#### [Task prompt]
All entries should be output exactly as they stand.
──────── Material for the task ────────
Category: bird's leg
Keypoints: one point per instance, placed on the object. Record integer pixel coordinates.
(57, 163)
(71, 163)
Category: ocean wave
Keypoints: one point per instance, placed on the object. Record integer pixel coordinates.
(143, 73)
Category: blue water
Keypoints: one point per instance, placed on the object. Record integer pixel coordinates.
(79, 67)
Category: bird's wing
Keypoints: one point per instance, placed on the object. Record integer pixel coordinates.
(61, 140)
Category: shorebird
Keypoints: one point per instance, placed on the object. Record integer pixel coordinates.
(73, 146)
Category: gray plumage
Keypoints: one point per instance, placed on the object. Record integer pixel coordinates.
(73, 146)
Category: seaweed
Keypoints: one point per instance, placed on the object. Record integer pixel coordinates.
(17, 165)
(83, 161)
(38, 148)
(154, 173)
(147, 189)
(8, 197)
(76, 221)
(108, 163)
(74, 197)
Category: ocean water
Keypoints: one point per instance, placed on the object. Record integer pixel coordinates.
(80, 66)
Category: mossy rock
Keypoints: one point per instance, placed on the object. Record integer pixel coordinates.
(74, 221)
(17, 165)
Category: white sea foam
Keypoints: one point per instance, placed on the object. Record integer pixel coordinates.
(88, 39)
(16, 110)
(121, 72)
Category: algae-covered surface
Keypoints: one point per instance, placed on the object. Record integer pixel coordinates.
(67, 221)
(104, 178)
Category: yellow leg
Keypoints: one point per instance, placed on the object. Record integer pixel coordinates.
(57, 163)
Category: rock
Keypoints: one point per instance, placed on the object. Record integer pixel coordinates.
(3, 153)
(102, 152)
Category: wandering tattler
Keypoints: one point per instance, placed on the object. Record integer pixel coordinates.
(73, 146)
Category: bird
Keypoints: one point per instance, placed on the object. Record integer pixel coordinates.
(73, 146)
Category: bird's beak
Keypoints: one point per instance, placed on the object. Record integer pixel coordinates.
────────
#### [Solved exercise]
Category: bird's leg
Keypoints: one point per instance, placed on the object. Record integer pixel coordinates.
(57, 163)
(71, 163)
Category: ocean wave
Keypoints: one point per instance, placed on the object. Record integer pixel coordinates.
(143, 73)
Category: blue water
Keypoints: one point per instance, placed on the object. Record integer pixel coordinates.
(79, 67)
Category: bird's wing
Keypoints: one point per instance, placed on the object. Record integer pixel coordinates.
(61, 140)
Category: shorebird
Keypoints: one point per instance, placed on the object. Record integer pixel coordinates.
(73, 146)
Category: gray plumage
Keypoints: one point per instance, placed on the object. Record integer pixel coordinates.
(73, 146)
Category: seaweed
Keypoints: one point per instance, placed on the object. Record integer pixel coordinates.
(17, 165)
(83, 161)
(38, 148)
(154, 173)
(147, 189)
(8, 197)
(76, 221)
(108, 163)
(74, 197)
Category: ocean water
Keypoints: one point per instance, placed on the object. Record integer pixel coordinates.
(80, 66)
Category: mossy rock
Keypoints: one point per instance, placed on the object. Record integer pixel coordinates.
(74, 221)
(17, 165)
Category: white sea foam
Keypoints: one point per instance, placed on the object. Record integer pixel coordinates.
(88, 39)
(16, 110)
(121, 72)
Category: algae-covered surface
Keypoints: one point per instance, placed on the object. Record integer pixel coordinates.
(67, 221)
(104, 178)
Category: yellow leg
Keypoints: one point per instance, placed on the object. Record integer pixel coordinates.
(57, 163)
Category: rock
Keypoints: one point per instance, placed on the object. Record integer pixel coordinates.
(3, 153)
(102, 152)
Category: wandering tattler
Keypoints: one point per instance, placed on the object. Record integer pixel coordinates.
(73, 146)
Category: bird
Keypoints: one point per instance, placed on the object. Record integer pixel coordinates.
(73, 146)
Category: bird's beak
Keypoints: one point per instance, placed on the object. Record integer pixel coordinates.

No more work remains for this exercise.